SET OF TASKS:
[a] In the excerpt about police returning seized marijuana, why do some police say that giving the drug back would break federal law?
[b] In the excerpt about police returning seized marijuana, what does 21 U.S.C. section 885(d) protect state police from?
[c] Carry on with the excerpt about police returning seized marijuana, starting after its final sentence.

EXCERPT TO READ:
========================================================================
Imagine the following scenario. P is a local police officer who stops D for speeding. In the course of a consensual search of D’s car, P finds a small bag of marijuana. State law bans the simple possession of marijuana by most people, so P seizes the drug. However, D subsequently convinces a judge that he was allowed by state law to possess the marijuana (say, because he’s a qualified patient under the state’s medical marijuana law). Following the judge’s ruling, D asks P to return the marijuana. Must P do so?
Many states explicitly require the police to return marijuana they have wrongfully (as a matter of state law) seized from individuals like D. But the police sometimes refuse to obey such requirements. The police claim that the act of returning marijuana constitutes a drug distribution offense under 21 U.S.C. Section 841, since federal law defines “distribution” as any transfer of a banned substance. Hence, a state law requiring police to return marijuana poses a direct conflict with and is thereby preempted by federal law.
Ah, but there is a twist. 21 U.S.C. section 885(d) expressly immunizes state police from “civil or criminal liability” under federal drug laws if they are “lawfully engaged in the enforcement of any law or municipal ordinance relating to controlled substances.” The provision was likely adopted to shield police from liability for participating in sting operations. But marijuana users have claimed that Section 885(d) also applies to other scenarios, including the return of marijuana, and thereby resolves any conflict between state and federal law.
========================================================================
SOURCE DATA:
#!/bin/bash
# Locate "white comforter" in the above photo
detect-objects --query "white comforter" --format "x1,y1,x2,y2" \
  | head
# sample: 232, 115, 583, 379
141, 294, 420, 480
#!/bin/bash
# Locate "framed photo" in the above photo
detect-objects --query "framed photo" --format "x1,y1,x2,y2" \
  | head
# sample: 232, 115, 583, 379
========================================================================
ANSWERS FOR THE TASKS:
[a] They say that returning it would be a drug distribution offense under 21 U.S.C. Section 841, because federal law defines "distribution" as any transfer of a banned substance. So they argue that a state law requiring them to return marijuana directly conflicts with federal law and is preempted by it.

[b] It protects them from "civil or criminal liability" under federal drug laws when they are lawfully enforcing a law or municipal ordinance relating to controlled substances.

[c]
Who is right? There are at least four possible ways of resolving these disputes, none of which is entirely satisfactory:- Adopt a purposivist interpretation of Section 885(d) and side with the police. Just last month, for example, the Colorado Supreme Court found that Section 885(d) would not immunize state police for returning seized marijuana; thus, state police could ignore a state law that required them to do so. Colorado v. Crouse. This interpretation is arguably consistent with the purpose of Section 885(d), but it is difficult to reconcile with the provision’s text. The Crouse court, for example, suggested that a police officer would not be “lawfully engaged in the enforcement” of state law if she violated federal law—i.e., by distributing marijuana. But the same could be said of the undercover police officer who sells marijuana during a sting operation.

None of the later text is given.